Directive: Please gather every line below that contains the word "metal" and write out each of those lines in full. Case counts, so a different capitalization does not match.

Exercise data:

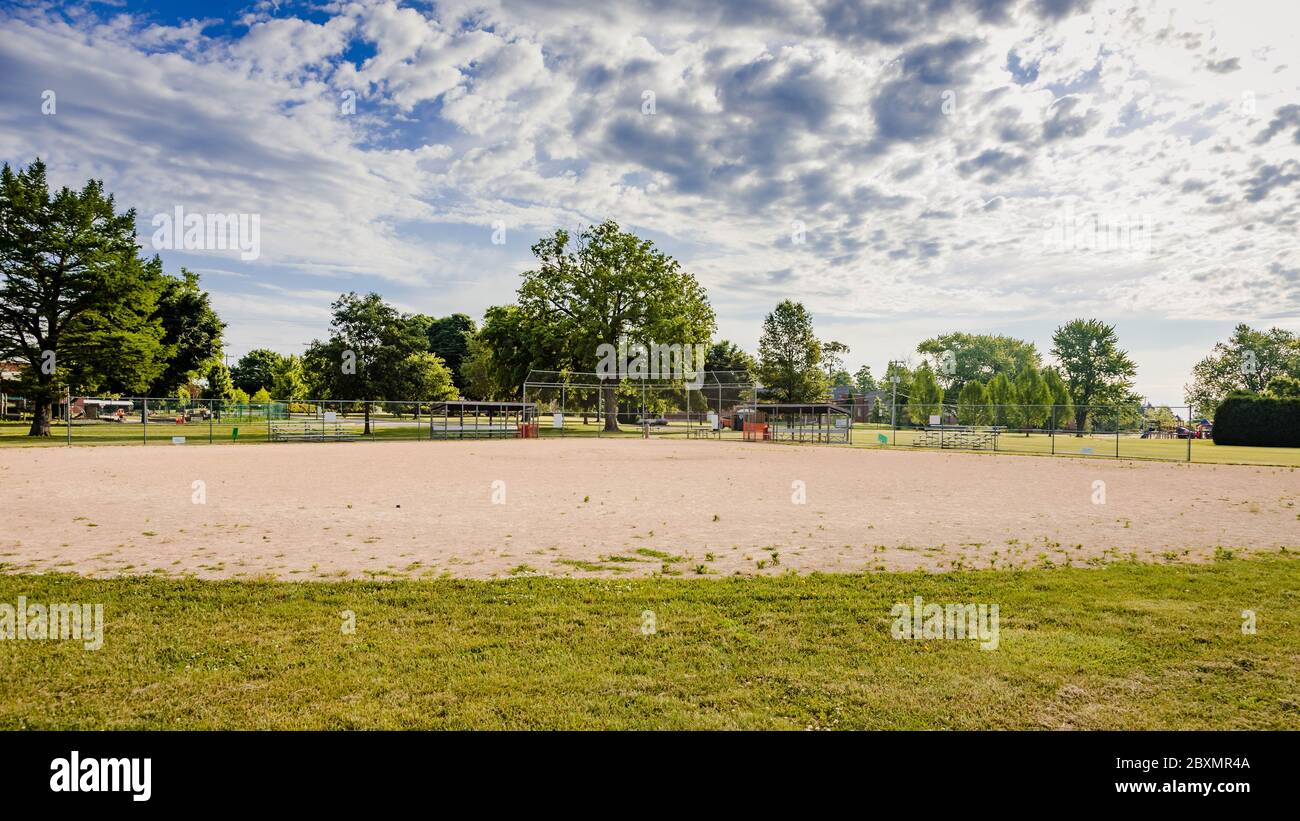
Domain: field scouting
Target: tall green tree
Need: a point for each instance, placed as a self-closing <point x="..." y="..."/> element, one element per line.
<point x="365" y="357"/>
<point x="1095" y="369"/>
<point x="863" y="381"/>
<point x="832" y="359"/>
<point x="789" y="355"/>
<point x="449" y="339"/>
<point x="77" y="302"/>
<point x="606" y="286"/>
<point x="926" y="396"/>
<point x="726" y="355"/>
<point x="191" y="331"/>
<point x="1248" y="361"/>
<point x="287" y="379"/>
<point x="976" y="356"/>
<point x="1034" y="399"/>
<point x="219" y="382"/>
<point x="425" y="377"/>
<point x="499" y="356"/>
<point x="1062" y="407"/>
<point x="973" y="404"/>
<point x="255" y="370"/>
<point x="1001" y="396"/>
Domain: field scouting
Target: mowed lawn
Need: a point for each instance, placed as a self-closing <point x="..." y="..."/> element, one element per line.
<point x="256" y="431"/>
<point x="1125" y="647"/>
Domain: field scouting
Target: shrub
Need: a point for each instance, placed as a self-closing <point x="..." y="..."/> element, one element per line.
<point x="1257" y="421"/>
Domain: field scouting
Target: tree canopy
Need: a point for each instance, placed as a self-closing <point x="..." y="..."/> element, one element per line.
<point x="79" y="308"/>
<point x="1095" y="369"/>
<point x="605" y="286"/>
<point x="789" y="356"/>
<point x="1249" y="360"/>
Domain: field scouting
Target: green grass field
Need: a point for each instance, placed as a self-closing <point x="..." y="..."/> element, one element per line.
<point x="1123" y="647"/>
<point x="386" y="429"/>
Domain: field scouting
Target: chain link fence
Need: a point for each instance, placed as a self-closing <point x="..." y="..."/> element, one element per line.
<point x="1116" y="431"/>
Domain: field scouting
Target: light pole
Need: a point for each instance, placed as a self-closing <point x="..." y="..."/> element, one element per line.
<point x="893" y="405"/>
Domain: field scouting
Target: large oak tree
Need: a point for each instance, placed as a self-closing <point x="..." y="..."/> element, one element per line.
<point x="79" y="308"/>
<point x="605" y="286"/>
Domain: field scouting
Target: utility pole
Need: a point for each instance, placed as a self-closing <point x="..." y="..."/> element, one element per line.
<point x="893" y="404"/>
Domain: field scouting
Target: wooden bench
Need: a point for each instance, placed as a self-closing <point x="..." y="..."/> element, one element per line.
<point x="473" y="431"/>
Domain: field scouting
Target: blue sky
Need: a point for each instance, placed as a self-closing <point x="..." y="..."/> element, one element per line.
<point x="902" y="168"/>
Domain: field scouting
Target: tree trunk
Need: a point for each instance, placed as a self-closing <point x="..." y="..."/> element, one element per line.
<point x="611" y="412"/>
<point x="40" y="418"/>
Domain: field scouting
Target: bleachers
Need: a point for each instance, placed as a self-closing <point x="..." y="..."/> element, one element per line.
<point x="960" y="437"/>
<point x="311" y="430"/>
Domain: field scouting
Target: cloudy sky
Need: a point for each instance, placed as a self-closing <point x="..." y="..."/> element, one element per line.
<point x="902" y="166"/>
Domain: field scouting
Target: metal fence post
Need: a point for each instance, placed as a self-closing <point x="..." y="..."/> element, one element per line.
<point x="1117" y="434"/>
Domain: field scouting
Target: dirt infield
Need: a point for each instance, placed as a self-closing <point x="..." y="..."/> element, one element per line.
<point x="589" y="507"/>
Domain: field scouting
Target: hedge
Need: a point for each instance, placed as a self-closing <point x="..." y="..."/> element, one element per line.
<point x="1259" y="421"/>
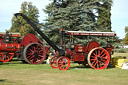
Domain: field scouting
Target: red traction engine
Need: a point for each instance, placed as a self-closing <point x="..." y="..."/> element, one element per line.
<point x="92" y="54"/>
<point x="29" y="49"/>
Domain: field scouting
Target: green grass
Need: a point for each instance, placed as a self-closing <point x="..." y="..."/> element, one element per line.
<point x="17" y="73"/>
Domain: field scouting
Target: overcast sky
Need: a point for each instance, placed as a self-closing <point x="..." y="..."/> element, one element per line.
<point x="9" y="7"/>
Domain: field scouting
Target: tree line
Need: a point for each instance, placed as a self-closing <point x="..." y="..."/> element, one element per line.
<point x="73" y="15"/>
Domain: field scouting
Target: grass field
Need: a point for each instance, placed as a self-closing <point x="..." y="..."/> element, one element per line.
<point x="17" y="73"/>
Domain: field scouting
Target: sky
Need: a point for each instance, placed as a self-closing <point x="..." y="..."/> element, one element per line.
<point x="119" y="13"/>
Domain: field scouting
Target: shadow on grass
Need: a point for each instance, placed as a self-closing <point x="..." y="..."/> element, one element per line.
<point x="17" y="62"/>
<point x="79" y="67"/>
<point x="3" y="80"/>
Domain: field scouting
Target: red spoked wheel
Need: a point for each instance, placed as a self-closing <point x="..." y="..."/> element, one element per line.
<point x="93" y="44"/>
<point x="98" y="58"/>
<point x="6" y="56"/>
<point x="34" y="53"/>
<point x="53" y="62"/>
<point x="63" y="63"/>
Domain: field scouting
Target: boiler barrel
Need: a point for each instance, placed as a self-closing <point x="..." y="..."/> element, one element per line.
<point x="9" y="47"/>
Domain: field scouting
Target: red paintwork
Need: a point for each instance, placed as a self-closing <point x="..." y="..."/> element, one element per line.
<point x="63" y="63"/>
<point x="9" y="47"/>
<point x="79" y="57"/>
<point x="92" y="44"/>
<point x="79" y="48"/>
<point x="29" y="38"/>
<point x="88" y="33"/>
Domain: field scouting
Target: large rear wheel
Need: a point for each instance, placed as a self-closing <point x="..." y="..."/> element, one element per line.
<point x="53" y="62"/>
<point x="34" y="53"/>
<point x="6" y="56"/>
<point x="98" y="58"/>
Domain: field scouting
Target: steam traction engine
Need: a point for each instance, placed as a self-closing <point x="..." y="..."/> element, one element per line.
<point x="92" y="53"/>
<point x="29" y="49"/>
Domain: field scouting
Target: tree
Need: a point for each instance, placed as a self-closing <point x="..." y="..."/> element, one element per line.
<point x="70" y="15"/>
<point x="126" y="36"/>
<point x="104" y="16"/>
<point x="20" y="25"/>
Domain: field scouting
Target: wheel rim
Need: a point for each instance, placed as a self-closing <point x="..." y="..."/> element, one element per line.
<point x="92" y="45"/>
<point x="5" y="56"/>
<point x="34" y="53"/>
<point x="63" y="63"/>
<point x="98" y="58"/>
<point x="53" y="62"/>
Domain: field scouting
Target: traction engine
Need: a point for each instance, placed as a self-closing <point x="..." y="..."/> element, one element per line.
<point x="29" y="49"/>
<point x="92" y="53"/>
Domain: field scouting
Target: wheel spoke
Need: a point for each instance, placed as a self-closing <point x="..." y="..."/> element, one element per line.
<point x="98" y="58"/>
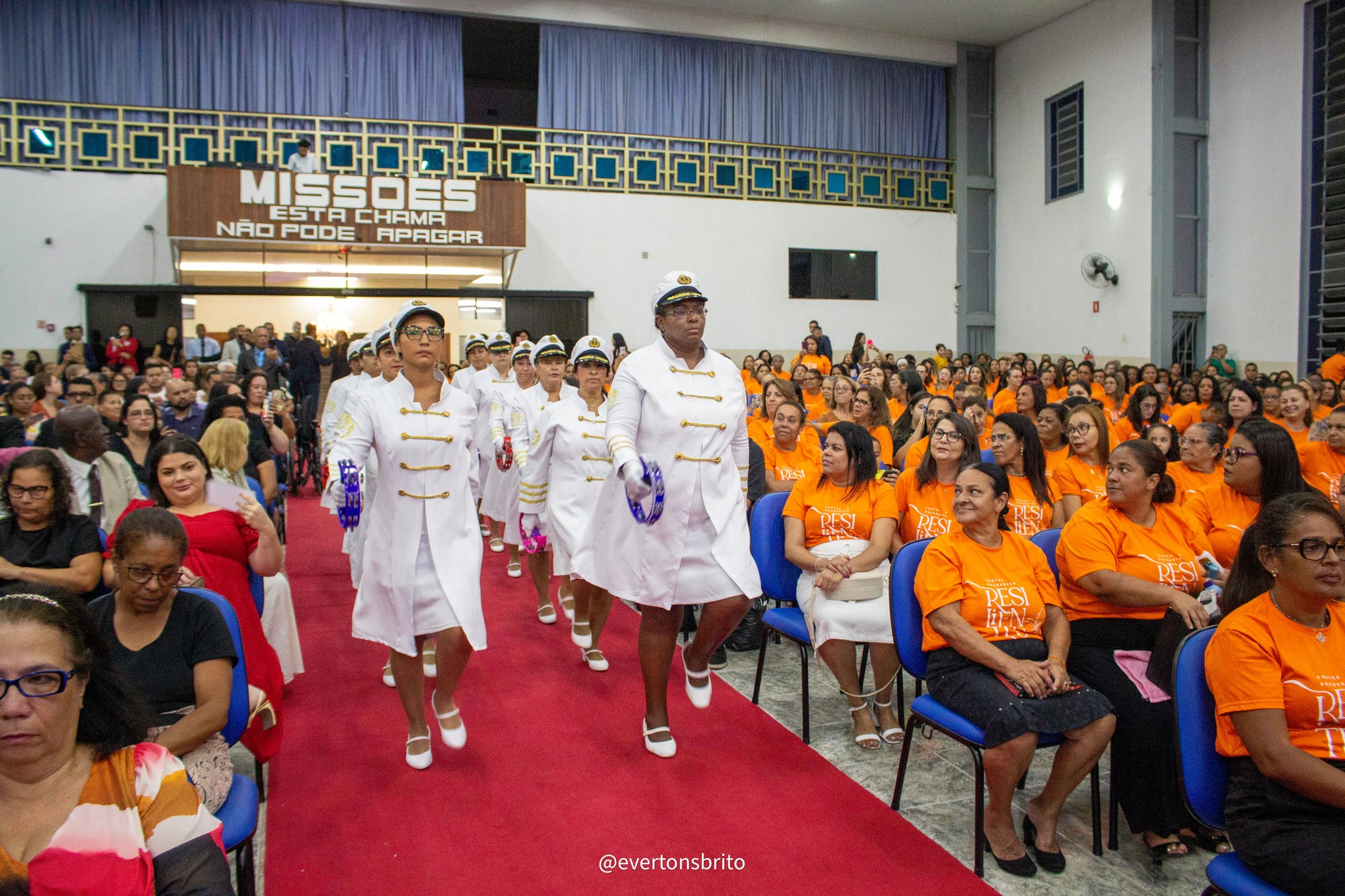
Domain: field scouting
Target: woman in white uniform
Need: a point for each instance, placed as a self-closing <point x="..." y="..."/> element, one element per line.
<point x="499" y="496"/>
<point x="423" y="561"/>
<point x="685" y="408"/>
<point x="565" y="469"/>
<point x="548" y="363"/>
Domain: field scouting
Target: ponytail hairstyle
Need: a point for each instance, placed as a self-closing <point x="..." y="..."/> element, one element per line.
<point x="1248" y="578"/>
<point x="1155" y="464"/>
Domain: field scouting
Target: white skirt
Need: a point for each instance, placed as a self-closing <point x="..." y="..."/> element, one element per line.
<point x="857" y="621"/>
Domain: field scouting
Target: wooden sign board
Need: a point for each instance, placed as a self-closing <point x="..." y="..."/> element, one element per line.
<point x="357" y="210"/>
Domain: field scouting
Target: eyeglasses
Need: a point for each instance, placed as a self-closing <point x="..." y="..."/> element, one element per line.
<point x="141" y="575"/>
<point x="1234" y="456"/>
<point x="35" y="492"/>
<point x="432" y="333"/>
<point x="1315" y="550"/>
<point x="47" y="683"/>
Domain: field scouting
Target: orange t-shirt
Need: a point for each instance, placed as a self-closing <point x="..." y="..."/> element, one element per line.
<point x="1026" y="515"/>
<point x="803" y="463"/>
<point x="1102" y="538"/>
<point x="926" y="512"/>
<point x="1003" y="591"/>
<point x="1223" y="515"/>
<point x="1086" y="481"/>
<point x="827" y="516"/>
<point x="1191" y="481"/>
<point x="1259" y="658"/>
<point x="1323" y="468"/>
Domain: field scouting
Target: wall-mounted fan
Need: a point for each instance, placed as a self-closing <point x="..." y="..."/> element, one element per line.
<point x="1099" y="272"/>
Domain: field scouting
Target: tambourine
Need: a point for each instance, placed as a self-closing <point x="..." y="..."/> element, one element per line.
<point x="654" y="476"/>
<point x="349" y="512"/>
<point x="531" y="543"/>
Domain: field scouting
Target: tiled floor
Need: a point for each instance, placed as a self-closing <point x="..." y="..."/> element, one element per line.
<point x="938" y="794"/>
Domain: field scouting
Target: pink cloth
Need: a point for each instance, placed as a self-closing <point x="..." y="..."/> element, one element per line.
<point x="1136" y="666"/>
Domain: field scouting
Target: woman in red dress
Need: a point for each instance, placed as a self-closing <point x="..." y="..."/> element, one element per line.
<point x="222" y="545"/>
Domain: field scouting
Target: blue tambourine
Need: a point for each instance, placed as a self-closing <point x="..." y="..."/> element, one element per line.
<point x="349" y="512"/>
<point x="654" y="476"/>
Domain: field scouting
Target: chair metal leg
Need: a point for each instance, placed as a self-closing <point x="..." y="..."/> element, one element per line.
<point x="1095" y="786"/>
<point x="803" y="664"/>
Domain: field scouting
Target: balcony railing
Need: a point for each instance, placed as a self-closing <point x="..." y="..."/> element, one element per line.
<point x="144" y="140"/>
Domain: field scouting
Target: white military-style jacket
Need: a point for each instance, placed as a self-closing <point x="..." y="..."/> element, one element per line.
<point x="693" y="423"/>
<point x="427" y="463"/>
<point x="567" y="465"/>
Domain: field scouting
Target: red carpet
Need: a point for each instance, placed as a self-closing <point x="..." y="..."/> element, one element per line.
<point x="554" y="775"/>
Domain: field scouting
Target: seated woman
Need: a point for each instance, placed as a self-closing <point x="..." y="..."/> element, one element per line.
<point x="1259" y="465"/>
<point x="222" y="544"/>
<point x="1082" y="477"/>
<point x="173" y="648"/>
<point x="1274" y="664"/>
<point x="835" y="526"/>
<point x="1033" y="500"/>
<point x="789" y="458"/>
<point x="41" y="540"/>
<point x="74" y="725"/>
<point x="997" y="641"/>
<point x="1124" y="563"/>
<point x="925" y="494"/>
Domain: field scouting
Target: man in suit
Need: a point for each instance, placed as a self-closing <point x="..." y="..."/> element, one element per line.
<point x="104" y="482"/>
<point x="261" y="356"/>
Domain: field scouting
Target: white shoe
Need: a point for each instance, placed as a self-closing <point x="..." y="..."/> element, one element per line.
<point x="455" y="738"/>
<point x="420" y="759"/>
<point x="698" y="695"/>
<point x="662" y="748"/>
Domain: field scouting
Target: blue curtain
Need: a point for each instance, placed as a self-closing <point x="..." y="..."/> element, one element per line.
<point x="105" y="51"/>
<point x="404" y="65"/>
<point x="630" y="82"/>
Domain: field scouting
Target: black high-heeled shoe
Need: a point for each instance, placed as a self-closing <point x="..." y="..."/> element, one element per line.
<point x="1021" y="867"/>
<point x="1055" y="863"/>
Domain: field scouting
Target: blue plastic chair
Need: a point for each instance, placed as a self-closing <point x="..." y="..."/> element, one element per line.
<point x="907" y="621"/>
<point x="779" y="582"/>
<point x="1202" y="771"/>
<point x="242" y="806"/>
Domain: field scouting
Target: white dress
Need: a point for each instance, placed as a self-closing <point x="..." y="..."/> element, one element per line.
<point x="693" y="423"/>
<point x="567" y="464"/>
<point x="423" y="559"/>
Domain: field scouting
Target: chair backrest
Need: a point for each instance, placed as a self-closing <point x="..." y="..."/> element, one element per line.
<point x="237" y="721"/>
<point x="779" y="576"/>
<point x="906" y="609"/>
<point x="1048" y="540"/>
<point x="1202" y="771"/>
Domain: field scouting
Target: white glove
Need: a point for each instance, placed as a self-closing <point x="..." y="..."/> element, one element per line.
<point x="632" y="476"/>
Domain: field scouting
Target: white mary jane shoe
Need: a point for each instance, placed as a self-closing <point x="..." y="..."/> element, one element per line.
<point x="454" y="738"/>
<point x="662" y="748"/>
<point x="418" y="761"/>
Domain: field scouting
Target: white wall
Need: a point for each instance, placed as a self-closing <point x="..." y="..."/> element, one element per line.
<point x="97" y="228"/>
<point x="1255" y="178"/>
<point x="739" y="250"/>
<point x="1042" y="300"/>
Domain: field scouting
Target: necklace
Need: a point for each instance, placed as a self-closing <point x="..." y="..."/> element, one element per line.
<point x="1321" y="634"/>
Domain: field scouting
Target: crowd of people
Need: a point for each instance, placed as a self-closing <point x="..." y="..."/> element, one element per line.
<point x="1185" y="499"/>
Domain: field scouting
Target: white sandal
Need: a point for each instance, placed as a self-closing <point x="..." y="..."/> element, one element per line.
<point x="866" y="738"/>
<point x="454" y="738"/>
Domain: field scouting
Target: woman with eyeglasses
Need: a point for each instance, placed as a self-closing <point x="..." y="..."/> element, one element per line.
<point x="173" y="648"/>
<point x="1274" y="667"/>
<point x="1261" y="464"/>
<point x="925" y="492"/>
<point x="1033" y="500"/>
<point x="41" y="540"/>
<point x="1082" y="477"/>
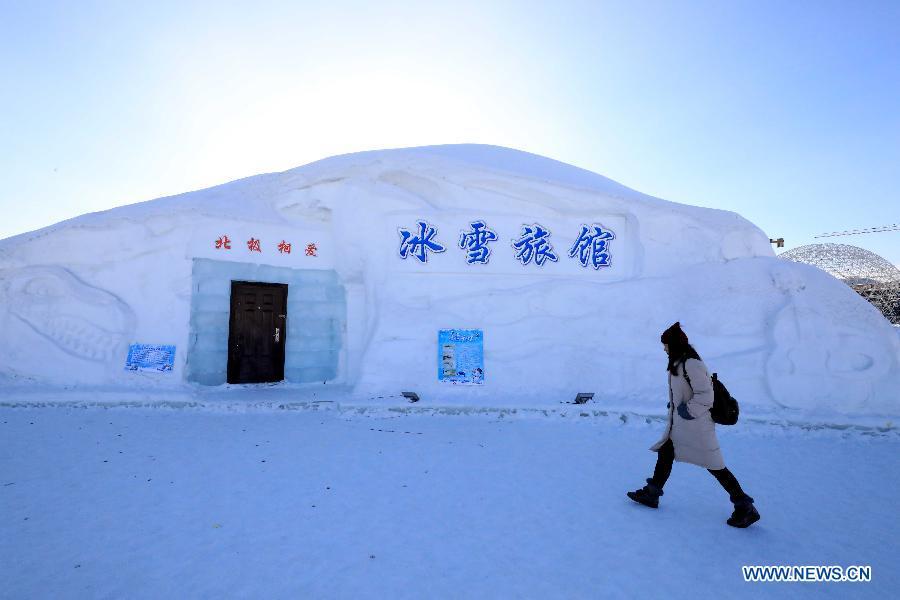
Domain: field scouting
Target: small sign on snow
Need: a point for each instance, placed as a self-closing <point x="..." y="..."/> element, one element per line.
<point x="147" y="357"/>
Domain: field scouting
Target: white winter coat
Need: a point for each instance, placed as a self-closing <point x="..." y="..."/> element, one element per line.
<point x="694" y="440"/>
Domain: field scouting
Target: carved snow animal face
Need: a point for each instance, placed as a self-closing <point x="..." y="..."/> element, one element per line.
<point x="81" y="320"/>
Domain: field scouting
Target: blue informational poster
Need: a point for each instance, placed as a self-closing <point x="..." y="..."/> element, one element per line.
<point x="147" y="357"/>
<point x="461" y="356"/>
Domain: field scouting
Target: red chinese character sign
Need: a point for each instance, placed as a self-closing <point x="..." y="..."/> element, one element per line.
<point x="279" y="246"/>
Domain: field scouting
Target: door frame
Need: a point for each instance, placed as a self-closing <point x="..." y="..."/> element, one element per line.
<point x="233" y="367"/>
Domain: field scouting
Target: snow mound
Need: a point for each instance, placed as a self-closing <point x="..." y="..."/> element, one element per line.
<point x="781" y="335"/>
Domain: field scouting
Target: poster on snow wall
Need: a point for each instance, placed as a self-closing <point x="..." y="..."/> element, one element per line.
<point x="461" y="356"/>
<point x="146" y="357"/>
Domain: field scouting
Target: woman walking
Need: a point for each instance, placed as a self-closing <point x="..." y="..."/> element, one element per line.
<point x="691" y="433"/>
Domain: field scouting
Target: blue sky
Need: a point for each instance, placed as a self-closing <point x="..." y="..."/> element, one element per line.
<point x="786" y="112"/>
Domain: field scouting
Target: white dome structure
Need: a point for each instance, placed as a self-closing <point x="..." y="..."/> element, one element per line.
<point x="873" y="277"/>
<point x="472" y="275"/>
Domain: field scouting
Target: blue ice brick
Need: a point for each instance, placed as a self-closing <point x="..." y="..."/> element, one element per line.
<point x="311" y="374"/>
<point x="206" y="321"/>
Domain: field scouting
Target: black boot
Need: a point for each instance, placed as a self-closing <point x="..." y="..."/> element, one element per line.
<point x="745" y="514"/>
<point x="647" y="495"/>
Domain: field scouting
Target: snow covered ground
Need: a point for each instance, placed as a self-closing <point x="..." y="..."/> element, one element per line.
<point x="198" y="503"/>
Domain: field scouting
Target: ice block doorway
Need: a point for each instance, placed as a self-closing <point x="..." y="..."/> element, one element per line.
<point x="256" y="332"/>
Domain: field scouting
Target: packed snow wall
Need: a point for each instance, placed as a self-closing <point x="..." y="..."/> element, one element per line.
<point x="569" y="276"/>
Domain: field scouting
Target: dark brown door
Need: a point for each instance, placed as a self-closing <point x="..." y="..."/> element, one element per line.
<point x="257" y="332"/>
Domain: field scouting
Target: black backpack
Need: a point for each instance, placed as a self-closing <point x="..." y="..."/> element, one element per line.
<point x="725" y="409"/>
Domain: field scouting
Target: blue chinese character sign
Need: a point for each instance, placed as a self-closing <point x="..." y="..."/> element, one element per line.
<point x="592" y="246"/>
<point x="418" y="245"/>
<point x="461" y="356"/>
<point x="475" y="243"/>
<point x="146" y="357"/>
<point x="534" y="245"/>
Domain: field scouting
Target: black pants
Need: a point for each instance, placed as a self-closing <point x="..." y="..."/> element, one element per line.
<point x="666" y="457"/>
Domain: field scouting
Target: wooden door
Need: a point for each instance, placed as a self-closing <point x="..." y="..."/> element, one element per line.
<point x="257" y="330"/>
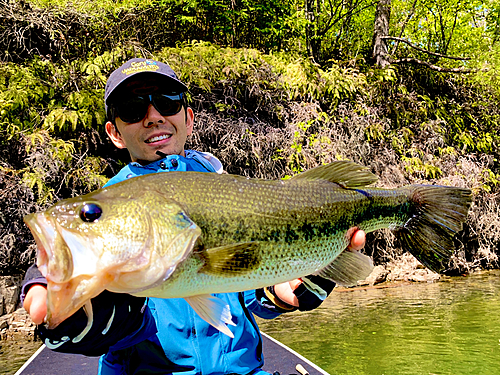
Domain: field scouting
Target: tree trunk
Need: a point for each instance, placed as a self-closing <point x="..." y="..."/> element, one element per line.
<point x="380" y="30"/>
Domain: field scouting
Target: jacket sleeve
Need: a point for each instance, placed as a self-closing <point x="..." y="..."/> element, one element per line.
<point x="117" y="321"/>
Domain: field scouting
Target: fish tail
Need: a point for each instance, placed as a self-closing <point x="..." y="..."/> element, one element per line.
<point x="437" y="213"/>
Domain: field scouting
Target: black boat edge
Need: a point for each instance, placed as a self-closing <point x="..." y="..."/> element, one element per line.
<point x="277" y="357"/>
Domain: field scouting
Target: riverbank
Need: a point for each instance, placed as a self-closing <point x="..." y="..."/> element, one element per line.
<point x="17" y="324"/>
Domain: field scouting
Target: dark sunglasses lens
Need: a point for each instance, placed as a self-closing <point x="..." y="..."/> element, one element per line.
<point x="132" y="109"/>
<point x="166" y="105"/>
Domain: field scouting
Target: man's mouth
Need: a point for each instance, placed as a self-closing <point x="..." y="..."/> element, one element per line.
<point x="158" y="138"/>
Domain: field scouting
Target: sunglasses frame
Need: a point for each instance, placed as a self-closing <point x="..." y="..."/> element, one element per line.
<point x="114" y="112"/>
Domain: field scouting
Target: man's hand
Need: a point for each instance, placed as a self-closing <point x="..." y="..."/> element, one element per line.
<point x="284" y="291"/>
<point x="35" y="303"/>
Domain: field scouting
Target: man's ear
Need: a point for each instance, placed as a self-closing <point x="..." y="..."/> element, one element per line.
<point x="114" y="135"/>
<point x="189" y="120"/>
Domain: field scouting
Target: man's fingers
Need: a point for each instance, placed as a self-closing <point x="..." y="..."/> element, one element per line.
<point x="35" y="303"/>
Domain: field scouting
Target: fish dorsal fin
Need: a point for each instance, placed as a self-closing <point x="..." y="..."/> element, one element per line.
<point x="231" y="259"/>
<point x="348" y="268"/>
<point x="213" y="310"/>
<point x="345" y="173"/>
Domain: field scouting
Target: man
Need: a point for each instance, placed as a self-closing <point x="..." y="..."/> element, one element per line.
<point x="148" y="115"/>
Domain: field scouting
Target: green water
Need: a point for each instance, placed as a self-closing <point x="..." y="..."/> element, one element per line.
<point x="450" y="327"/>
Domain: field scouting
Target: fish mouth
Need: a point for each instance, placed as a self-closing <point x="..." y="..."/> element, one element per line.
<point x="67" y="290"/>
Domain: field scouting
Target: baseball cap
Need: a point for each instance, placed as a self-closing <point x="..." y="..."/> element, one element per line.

Answer to this task:
Target: metal fence post
Target: chair metal leg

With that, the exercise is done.